» **WORK TO BE COMPLETED**
Each line from the one containing "shutter and record integer pixel coordinates." through the end of the entries below should be transcribed exactly, and no other line.

----- ENTRIES SHOWN

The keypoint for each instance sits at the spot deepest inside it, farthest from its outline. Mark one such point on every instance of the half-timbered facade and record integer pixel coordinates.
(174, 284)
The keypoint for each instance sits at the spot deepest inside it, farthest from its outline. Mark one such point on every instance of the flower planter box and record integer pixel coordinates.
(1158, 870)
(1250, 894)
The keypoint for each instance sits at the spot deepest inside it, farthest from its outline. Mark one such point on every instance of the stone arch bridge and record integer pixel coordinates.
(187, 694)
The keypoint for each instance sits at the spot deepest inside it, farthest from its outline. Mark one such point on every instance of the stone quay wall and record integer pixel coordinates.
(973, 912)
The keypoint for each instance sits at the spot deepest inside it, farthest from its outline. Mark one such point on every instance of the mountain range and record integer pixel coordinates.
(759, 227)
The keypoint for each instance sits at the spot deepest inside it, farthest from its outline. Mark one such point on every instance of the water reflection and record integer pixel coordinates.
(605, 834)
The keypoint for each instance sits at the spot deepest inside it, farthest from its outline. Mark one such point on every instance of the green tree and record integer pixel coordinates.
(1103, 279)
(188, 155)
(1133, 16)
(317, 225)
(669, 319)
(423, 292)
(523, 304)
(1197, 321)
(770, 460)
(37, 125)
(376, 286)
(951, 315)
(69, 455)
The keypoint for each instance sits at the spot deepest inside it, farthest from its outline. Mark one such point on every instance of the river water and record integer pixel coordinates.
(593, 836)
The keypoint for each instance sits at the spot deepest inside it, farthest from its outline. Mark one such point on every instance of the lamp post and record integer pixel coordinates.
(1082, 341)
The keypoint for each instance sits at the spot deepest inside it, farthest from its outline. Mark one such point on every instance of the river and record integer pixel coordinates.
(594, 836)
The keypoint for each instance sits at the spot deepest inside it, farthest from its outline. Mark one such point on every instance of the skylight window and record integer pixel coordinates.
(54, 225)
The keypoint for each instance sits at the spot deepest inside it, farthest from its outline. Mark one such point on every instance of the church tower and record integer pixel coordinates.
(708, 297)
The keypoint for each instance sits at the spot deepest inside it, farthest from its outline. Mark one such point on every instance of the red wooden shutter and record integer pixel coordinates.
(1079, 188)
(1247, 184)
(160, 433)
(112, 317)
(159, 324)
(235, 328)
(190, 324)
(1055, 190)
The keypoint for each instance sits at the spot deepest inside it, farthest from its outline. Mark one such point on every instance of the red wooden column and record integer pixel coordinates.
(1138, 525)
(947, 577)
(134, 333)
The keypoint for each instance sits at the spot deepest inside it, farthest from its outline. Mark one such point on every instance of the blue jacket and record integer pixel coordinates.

----------

» **EXERCISE ANSWER**
The keypoint for each instance sits at the spot deepest inside it, farthest from its outline. Mark one such point on every instance of the red wooden shutter and record integer pixel coordinates.
(1079, 188)
(1247, 184)
(160, 433)
(112, 317)
(159, 324)
(235, 328)
(190, 324)
(1055, 190)
The keypoint for each instance sits at the spot deepest inside it, farthest from its outline. Mark one such point on every instance of the red wooden column and record integer pixel coordinates.
(1138, 525)
(947, 577)
(134, 333)
The keypoint for each instance sits at the spot deepest inside it, farthest from its outline. Mark one such point on every instance of the blue jacket and record integer pixel coordinates.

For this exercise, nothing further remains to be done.